(Collected data entries)

★ ★ ★ ★ ★ ★ ★

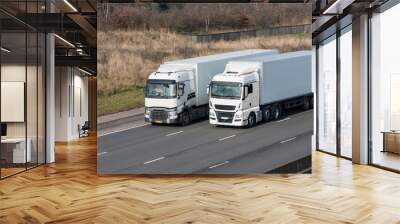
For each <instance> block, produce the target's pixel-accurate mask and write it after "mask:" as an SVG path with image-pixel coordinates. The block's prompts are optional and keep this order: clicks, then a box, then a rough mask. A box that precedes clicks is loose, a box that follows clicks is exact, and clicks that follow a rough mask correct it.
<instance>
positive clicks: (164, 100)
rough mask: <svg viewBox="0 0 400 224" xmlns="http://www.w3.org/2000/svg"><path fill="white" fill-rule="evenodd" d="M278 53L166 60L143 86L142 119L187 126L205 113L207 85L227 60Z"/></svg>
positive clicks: (220, 56)
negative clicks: (166, 60) (143, 104)
mask: <svg viewBox="0 0 400 224" xmlns="http://www.w3.org/2000/svg"><path fill="white" fill-rule="evenodd" d="M276 53H278V51H277V50H262V49H251V50H242V51H235V52H229V53H223V54H215V55H210V56H203V57H196V58H190V59H183V60H176V61H170V62H166V63H164V64H162V65H160V67H159V68H158V70H157V71H156V72H153V73H151V74H150V76H149V78H148V80H147V83H146V87H145V114H144V116H145V120H146V121H147V122H151V123H167V124H173V123H175V124H181V125H187V124H189V123H191V121H192V120H196V119H200V118H206V117H207V116H208V112H209V108H208V104H209V103H208V102H209V99H208V94H207V86H208V84H209V83H210V81H211V79H212V77H213V76H214V75H216V74H219V73H221V72H223V71H224V69H225V65H226V63H227V62H229V61H232V60H246V59H247V58H250V57H257V56H265V55H270V54H276Z"/></svg>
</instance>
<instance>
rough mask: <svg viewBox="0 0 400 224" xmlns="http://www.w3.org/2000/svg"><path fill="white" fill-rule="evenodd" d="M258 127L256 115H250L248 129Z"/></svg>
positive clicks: (247, 124)
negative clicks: (256, 126)
mask: <svg viewBox="0 0 400 224" xmlns="http://www.w3.org/2000/svg"><path fill="white" fill-rule="evenodd" d="M254 125H256V116H255V115H254V113H250V115H249V118H248V119H247V127H248V128H251V127H253V126H254Z"/></svg>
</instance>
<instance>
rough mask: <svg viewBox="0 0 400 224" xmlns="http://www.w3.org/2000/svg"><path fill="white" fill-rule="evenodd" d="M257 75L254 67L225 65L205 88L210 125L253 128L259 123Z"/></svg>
mask: <svg viewBox="0 0 400 224" xmlns="http://www.w3.org/2000/svg"><path fill="white" fill-rule="evenodd" d="M258 73H259V68H258V67H257V64H255V63H254V64H251V63H247V64H246V66H238V64H237V63H236V64H235V65H230V64H228V65H227V66H226V70H225V71H224V72H223V73H221V74H218V75H216V76H214V77H213V79H212V81H211V83H210V85H209V88H208V92H209V95H210V105H209V107H210V112H209V121H210V124H213V125H225V126H247V125H249V126H253V125H254V124H255V123H257V122H258V121H259V120H261V117H262V116H261V113H260V112H259V111H260V105H259V102H260V100H259V98H260V96H259V88H260V80H259V74H258Z"/></svg>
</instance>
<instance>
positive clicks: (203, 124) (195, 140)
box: [98, 111, 313, 174]
mask: <svg viewBox="0 0 400 224" xmlns="http://www.w3.org/2000/svg"><path fill="white" fill-rule="evenodd" d="M312 116H313V115H312V111H306V112H302V113H299V114H295V115H291V116H290V117H289V119H287V118H286V119H282V121H281V122H277V121H274V122H269V123H265V124H260V125H258V126H256V127H254V128H251V129H243V128H224V127H212V126H210V125H209V124H208V121H203V122H198V123H195V124H193V125H190V126H187V127H177V126H152V125H147V126H143V127H139V128H134V129H130V130H126V131H122V132H118V133H114V134H110V135H106V136H101V137H99V142H98V148H99V157H98V165H99V167H98V170H99V172H100V173H130V174H186V173H207V172H208V170H207V168H209V167H210V166H213V165H218V164H220V163H223V162H224V161H229V160H232V161H245V162H239V163H240V164H243V166H245V163H246V162H247V163H249V162H251V161H250V160H248V159H245V158H246V156H249V155H251V154H252V153H254V152H257V151H260V150H262V149H264V150H266V149H267V148H268V147H270V146H272V145H274V144H276V143H277V142H279V141H283V140H285V139H288V138H291V137H293V136H299V135H304V134H305V133H311V132H312V120H313V118H312ZM267 136H268V137H267ZM310 136H311V135H310ZM309 138H311V137H309ZM302 148H303V147H302ZM307 150H308V152H309V153H311V144H310V146H309V147H308V148H307V149H306V151H307ZM267 151H268V150H267ZM241 157H243V160H240V158H241ZM270 157H271V155H270V154H269V158H270ZM295 160H296V159H295ZM288 162H291V161H288ZM232 164H236V163H232ZM250 165H251V164H249V165H248V166H246V167H249V169H250V167H252V166H250ZM252 165H254V164H252ZM283 165H284V164H283ZM224 166H225V168H224V170H223V172H222V171H221V172H222V173H227V171H226V169H227V167H229V166H226V165H225V164H224ZM232 167H235V166H232ZM221 168H222V166H221ZM244 168H245V167H244ZM235 169H236V168H235ZM249 169H247V170H249ZM215 170H216V171H217V170H219V169H215ZM245 170H246V169H243V171H245ZM231 171H232V172H230V173H238V172H239V171H240V170H237V171H236V170H234V169H232V170H231ZM266 171H268V170H264V171H259V172H266ZM228 173H229V172H228Z"/></svg>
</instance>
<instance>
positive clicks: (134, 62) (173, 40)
mask: <svg viewBox="0 0 400 224" xmlns="http://www.w3.org/2000/svg"><path fill="white" fill-rule="evenodd" d="M98 41H99V42H98V90H99V94H98V114H99V115H105V114H110V113H115V112H119V111H124V110H128V109H132V108H137V107H141V106H143V105H144V98H143V86H144V83H145V80H146V78H147V77H148V75H149V74H150V73H151V72H152V71H155V70H156V69H157V67H158V66H159V65H160V64H161V63H162V62H164V61H168V60H174V59H181V58H189V57H196V56H202V55H209V54H216V53H222V52H229V51H234V50H241V49H251V48H261V49H271V48H277V49H279V50H280V51H282V52H287V51H294V50H302V49H310V48H311V35H310V34H294V35H283V36H272V37H255V38H248V39H241V40H236V41H219V42H212V43H193V42H192V41H191V40H189V39H188V38H186V37H184V36H182V35H177V34H175V33H171V32H160V31H113V32H101V31H99V32H98Z"/></svg>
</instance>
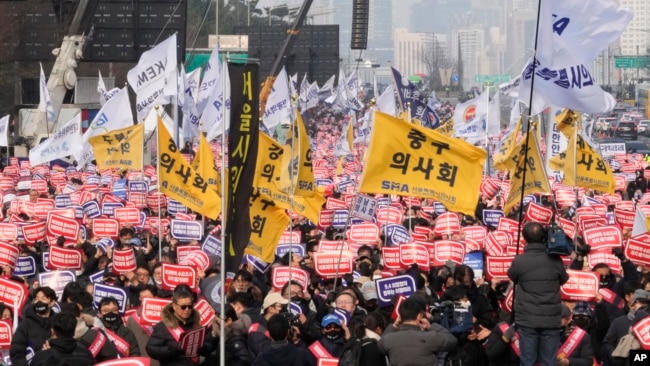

★ ★ ★ ★ ★ ★ ★

§ WORK ORDER
The result should be every line of the data, reproduced exactly, with the images removed.

§ OUTPUT OF THE TASK
For each <instance> block, produce the target's pixel-accurate mask and write it after "mask:" as an SVG path with image-pixel coordinates. The block's prompts are optional and keep this order: clicks, then a box, then a rough mask. A box that precedes clicks is loose, a box that follows clicks is exact, and clicks that follow a rough mask correct it.
<instance>
positive clicks: (164, 100)
rough mask: <svg viewBox="0 0 400 224" xmlns="http://www.w3.org/2000/svg"><path fill="white" fill-rule="evenodd" d="M278 53L166 60L143 86L142 119L187 126L205 113L207 85L227 60Z"/></svg>
positive clicks: (220, 56)
negative clicks: (166, 60) (143, 104)
mask: <svg viewBox="0 0 400 224" xmlns="http://www.w3.org/2000/svg"><path fill="white" fill-rule="evenodd" d="M276 53H278V51H277V50H262V49H251V50H242V51H235V52H229V53H223V54H215V55H210V56H203V57H196V58H190V59H183V60H176V61H170V62H166V63H164V64H162V65H160V67H159V68H158V70H157V71H156V72H153V73H151V74H150V76H149V78H148V80H147V83H146V87H145V114H144V116H145V120H146V121H147V122H151V123H167V124H173V123H175V124H181V125H187V124H189V123H191V121H192V120H196V119H200V118H206V117H207V116H208V112H209V108H208V104H209V103H208V102H209V99H208V94H207V86H208V84H209V83H210V81H211V79H212V77H213V76H214V75H216V74H219V73H221V72H223V71H224V69H225V65H226V63H227V62H229V61H232V60H246V59H247V58H250V57H257V56H265V55H270V54H276Z"/></svg>
</instance>
<instance>
rough mask: <svg viewBox="0 0 400 224" xmlns="http://www.w3.org/2000/svg"><path fill="white" fill-rule="evenodd" d="M258 127L256 115H250L248 129Z"/></svg>
positive clicks: (247, 124)
negative clicks: (256, 126)
mask: <svg viewBox="0 0 400 224" xmlns="http://www.w3.org/2000/svg"><path fill="white" fill-rule="evenodd" d="M254 125H256V116H255V115H254V113H250V115H249V118H248V119H247V127H248V128H251V127H253V126H254Z"/></svg>
</instance>
<instance>
rough mask: <svg viewBox="0 0 400 224" xmlns="http://www.w3.org/2000/svg"><path fill="white" fill-rule="evenodd" d="M257 75L254 67L225 65L205 88L210 125L253 128L259 123Z"/></svg>
mask: <svg viewBox="0 0 400 224" xmlns="http://www.w3.org/2000/svg"><path fill="white" fill-rule="evenodd" d="M258 73H259V68H258V67H257V64H255V63H254V64H251V63H247V64H246V66H238V64H237V63H236V64H235V65H230V64H228V65H227V66H226V70H225V71H224V72H223V73H221V74H218V75H216V76H214V77H213V79H212V81H211V83H210V85H209V88H208V92H209V95H210V105H209V107H210V112H209V121H210V124H213V125H225V126H247V125H249V126H253V125H254V124H255V123H257V122H258V121H259V120H261V117H262V116H261V113H260V112H259V111H260V105H259V102H260V100H259V98H260V96H259V88H260V80H259V74H258Z"/></svg>
</instance>
<instance>
positive clicks: (203, 124) (195, 140)
box: [98, 111, 313, 174]
mask: <svg viewBox="0 0 400 224" xmlns="http://www.w3.org/2000/svg"><path fill="white" fill-rule="evenodd" d="M312 116H313V115H312V111H306V112H302V113H299V114H295V115H291V116H290V117H289V119H287V118H286V119H282V121H281V122H277V121H274V122H269V123H265V124H260V125H258V126H256V127H254V128H251V129H243V128H224V127H212V126H210V125H209V124H208V121H203V122H198V123H195V124H193V125H190V126H187V127H177V126H152V125H147V126H143V127H139V128H134V129H130V130H126V131H122V132H118V133H114V134H110V135H106V136H101V137H99V142H98V148H99V157H98V165H99V167H98V170H99V172H100V173H130V174H186V173H207V172H208V170H207V168H209V167H210V166H213V165H218V164H220V163H223V162H224V161H229V160H232V161H245V162H239V163H240V164H243V166H245V163H246V162H247V163H249V162H251V161H250V160H248V159H245V158H246V156H249V155H251V154H252V153H254V152H257V151H260V150H262V149H264V150H266V149H267V148H268V147H270V146H272V145H274V144H276V143H277V142H279V141H283V140H285V139H288V138H291V137H293V136H299V135H304V134H305V133H311V132H312V120H313V118H312ZM267 136H268V137H267ZM310 136H311V135H310ZM309 138H311V137H309ZM302 148H303V147H302ZM307 150H308V152H309V153H311V144H310V146H309V147H308V148H307V149H306V151H307ZM267 151H268V150H267ZM241 157H243V160H240V158H241ZM270 157H271V155H270V154H269V158H270ZM295 160H296V159H295ZM288 162H291V161H288ZM232 164H236V163H232ZM250 165H251V164H249V165H248V166H246V167H249V169H250V167H252V166H250ZM252 165H254V164H252ZM283 165H284V164H283ZM224 166H225V168H224V170H223V172H222V171H221V172H222V173H227V171H226V169H227V167H229V166H226V165H225V164H224ZM232 167H235V166H232ZM221 168H222V166H221ZM244 168H245V167H244ZM235 169H236V168H235ZM249 169H247V170H249ZM215 170H216V171H217V170H219V169H215ZM245 170H246V169H243V171H245ZM231 171H232V172H230V173H238V172H239V171H240V170H237V171H236V170H234V169H232V170H231ZM266 171H268V170H264V171H259V172H266ZM228 173H229V172H228Z"/></svg>
</instance>
<instance>
positive clicks: (134, 62) (173, 40)
mask: <svg viewBox="0 0 400 224" xmlns="http://www.w3.org/2000/svg"><path fill="white" fill-rule="evenodd" d="M98 41H99V42H98V90H99V94H98V114H99V115H105V114H110V113H115V112H119V111H124V110H128V109H132V108H137V107H141V106H143V105H144V98H143V86H144V83H145V80H146V78H147V77H148V75H149V74H150V73H151V72H152V71H155V70H156V69H157V67H158V66H159V65H160V64H161V63H162V62H164V61H168V60H174V59H181V58H189V57H196V56H202V55H209V54H216V53H222V52H229V51H234V50H241V49H251V48H261V49H271V48H277V49H279V50H280V51H282V52H287V51H294V50H302V49H310V48H311V35H310V34H294V35H283V36H272V37H255V38H248V39H241V40H236V41H219V42H212V43H193V42H192V41H191V40H189V39H188V38H186V37H184V36H182V35H177V34H175V33H171V32H160V31H113V32H101V31H99V32H98Z"/></svg>
</instance>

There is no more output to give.